Problem details: Below are some rows. Copy out every line in them that contains the string "tree".

——————————

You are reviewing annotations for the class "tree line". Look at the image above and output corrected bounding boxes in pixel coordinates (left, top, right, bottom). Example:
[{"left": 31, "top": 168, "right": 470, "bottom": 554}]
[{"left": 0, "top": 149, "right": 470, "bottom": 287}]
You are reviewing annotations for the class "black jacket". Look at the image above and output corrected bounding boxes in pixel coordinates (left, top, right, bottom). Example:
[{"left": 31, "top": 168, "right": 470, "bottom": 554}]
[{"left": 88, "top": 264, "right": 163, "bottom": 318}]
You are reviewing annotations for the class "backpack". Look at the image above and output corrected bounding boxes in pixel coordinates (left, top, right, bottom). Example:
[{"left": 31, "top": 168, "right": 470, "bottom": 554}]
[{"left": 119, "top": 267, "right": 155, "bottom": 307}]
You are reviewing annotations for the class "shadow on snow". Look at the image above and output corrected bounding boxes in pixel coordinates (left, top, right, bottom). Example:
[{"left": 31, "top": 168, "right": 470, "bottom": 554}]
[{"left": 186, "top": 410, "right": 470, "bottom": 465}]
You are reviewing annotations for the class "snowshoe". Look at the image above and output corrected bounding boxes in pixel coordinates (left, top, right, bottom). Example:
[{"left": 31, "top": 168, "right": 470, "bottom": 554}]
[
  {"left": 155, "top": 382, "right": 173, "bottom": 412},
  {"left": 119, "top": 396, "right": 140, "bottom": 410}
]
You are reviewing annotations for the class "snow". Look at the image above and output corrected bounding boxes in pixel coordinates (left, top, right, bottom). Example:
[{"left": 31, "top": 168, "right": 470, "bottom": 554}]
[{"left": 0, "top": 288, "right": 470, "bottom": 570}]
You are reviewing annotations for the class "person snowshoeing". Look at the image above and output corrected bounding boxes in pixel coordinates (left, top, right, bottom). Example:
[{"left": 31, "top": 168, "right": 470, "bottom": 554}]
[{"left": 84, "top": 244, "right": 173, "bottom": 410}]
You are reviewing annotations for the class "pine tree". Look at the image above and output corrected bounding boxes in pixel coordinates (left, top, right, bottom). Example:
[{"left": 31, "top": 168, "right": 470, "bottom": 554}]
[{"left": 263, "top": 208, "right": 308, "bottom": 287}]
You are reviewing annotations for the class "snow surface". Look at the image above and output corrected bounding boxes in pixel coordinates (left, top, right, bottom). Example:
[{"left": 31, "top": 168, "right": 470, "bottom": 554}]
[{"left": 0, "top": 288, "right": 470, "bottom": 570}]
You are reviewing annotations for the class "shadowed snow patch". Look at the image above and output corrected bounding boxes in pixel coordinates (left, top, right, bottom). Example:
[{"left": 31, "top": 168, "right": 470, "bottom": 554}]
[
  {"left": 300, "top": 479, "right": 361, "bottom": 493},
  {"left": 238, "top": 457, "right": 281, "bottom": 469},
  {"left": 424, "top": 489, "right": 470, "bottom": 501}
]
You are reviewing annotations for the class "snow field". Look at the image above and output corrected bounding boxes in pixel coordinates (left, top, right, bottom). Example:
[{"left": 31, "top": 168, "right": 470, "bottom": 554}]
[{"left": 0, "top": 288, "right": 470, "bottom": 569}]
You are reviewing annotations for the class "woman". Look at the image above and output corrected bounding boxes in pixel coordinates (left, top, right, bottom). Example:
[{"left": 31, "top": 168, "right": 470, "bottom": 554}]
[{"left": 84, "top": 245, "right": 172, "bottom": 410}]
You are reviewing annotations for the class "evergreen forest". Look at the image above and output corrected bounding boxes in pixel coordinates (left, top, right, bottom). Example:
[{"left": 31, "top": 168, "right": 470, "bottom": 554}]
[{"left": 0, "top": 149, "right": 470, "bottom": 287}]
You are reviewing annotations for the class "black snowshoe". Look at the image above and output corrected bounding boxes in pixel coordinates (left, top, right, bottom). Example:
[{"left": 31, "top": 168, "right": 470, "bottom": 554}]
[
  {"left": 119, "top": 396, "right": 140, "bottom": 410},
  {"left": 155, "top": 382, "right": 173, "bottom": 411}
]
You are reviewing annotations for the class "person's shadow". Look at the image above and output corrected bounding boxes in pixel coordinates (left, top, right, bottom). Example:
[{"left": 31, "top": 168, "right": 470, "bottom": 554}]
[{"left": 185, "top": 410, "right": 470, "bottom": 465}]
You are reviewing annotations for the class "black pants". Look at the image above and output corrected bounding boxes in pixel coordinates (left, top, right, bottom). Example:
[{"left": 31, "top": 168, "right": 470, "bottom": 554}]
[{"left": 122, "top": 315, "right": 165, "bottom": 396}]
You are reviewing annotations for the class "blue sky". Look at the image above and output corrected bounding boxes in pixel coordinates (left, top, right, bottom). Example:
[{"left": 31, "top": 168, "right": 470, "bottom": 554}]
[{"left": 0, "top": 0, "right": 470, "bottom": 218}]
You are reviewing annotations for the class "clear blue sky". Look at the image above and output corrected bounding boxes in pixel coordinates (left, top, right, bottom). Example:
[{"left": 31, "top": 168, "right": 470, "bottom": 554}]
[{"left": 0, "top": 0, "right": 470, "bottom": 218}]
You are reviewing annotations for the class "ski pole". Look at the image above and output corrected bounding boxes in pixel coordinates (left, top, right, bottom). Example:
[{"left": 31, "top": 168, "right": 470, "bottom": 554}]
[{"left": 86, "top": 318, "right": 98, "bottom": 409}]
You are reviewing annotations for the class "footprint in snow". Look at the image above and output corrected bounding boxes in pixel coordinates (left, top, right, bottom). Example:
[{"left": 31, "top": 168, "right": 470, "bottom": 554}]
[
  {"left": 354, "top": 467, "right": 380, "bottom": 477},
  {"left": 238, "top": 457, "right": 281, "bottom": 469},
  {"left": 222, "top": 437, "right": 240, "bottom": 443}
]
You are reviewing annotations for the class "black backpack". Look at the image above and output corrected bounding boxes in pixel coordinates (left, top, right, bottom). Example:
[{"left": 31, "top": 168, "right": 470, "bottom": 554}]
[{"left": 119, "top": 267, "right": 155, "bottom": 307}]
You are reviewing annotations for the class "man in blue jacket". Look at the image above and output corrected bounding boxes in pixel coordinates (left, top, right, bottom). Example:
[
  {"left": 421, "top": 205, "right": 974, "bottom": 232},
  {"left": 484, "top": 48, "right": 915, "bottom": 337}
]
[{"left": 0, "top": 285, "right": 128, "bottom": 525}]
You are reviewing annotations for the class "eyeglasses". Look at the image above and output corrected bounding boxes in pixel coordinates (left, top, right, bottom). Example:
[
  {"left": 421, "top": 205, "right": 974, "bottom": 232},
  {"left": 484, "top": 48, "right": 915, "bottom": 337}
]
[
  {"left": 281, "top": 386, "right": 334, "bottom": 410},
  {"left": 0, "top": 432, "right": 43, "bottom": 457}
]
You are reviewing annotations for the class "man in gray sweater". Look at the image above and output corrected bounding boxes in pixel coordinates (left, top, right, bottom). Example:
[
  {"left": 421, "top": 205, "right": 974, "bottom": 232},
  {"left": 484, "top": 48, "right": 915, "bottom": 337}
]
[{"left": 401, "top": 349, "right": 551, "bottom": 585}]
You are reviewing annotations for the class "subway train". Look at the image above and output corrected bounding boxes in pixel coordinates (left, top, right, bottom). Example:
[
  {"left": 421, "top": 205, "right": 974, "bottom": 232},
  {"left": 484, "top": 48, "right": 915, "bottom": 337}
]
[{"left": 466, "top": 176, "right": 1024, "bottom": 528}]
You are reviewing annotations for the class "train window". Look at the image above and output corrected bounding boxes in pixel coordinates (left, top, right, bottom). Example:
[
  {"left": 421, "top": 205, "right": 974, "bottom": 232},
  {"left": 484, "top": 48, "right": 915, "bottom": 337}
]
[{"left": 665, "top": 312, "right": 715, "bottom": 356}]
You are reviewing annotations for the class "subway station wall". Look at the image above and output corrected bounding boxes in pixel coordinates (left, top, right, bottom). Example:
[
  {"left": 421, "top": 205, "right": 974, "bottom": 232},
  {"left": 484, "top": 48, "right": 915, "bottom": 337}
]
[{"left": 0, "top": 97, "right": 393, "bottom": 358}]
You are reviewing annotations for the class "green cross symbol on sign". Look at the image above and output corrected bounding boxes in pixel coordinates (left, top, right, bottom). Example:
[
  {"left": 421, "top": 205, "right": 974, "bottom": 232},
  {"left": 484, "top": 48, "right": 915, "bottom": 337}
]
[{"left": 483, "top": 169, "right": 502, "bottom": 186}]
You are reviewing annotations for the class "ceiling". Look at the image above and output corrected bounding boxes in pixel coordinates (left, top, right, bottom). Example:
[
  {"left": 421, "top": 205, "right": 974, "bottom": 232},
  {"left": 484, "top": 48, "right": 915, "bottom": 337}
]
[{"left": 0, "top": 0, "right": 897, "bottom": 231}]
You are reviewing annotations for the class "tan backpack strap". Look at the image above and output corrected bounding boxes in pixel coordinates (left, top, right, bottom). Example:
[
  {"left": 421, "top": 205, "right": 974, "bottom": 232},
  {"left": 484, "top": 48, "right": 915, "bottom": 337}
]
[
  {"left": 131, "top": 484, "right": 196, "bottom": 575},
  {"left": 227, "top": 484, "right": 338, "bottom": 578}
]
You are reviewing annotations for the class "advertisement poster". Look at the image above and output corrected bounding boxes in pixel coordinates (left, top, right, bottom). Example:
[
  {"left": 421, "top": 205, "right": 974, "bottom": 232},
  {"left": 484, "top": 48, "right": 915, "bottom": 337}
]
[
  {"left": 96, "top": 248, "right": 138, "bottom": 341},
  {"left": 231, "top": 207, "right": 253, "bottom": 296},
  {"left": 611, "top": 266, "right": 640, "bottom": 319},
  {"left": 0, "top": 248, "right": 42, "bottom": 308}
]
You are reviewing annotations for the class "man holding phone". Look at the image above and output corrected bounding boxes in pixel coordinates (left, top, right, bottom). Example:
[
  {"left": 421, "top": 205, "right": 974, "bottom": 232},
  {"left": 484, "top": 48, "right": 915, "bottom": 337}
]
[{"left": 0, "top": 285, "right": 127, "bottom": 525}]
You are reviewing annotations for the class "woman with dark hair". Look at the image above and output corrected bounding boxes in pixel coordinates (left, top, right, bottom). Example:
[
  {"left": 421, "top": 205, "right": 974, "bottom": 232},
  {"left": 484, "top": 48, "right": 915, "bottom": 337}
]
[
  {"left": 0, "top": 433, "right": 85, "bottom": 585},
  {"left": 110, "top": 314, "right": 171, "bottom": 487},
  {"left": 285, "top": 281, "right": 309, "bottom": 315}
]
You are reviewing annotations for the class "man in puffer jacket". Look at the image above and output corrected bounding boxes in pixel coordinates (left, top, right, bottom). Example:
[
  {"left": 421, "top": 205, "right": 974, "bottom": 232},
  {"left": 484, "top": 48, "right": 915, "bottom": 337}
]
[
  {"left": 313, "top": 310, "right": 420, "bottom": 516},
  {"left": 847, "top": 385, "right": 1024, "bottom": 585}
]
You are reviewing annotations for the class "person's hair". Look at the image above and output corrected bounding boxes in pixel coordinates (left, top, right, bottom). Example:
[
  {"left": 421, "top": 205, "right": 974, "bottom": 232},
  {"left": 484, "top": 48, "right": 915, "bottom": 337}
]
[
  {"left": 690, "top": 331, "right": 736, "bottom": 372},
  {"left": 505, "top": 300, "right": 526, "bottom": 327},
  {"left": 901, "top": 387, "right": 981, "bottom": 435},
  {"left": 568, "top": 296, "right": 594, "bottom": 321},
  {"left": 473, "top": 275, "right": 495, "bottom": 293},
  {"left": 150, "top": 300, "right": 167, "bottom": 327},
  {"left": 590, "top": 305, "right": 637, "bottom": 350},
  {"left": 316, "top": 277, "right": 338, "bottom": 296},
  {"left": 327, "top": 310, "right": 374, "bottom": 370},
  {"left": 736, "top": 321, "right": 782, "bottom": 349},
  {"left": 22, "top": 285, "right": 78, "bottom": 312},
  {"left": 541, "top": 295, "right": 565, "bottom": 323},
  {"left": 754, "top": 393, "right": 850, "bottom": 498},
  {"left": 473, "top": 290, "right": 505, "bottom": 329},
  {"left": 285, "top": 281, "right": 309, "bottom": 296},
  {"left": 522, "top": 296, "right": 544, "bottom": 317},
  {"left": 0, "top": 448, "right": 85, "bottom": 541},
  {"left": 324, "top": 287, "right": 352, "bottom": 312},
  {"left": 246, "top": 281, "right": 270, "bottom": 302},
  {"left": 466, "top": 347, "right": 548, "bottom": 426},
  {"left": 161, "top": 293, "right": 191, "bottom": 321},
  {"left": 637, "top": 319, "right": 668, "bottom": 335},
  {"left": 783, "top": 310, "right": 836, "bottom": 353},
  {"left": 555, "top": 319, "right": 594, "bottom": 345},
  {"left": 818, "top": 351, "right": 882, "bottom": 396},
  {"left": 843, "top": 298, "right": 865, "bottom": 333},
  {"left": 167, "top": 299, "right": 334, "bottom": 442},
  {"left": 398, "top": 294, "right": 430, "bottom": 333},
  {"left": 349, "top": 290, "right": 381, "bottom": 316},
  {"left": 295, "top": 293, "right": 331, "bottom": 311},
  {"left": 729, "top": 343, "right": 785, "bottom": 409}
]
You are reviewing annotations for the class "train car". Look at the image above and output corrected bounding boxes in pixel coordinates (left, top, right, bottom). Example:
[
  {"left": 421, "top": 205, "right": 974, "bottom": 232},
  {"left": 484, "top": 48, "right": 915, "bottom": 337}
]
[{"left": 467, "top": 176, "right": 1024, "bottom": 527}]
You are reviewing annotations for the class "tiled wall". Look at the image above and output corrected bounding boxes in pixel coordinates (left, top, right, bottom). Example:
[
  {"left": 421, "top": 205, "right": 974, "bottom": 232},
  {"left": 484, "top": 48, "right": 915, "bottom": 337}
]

——————————

Exercise result:
You are reviewing annotations for the class "tree line". Look at the image above and output corrected bounding boxes in pixel coordinates (left, top, right, bottom). Example:
You are reviewing annotations for the class "pine tree". Look at the image above and output corrected bounding boxes in pixel coordinates (left, top, right, bottom). Example:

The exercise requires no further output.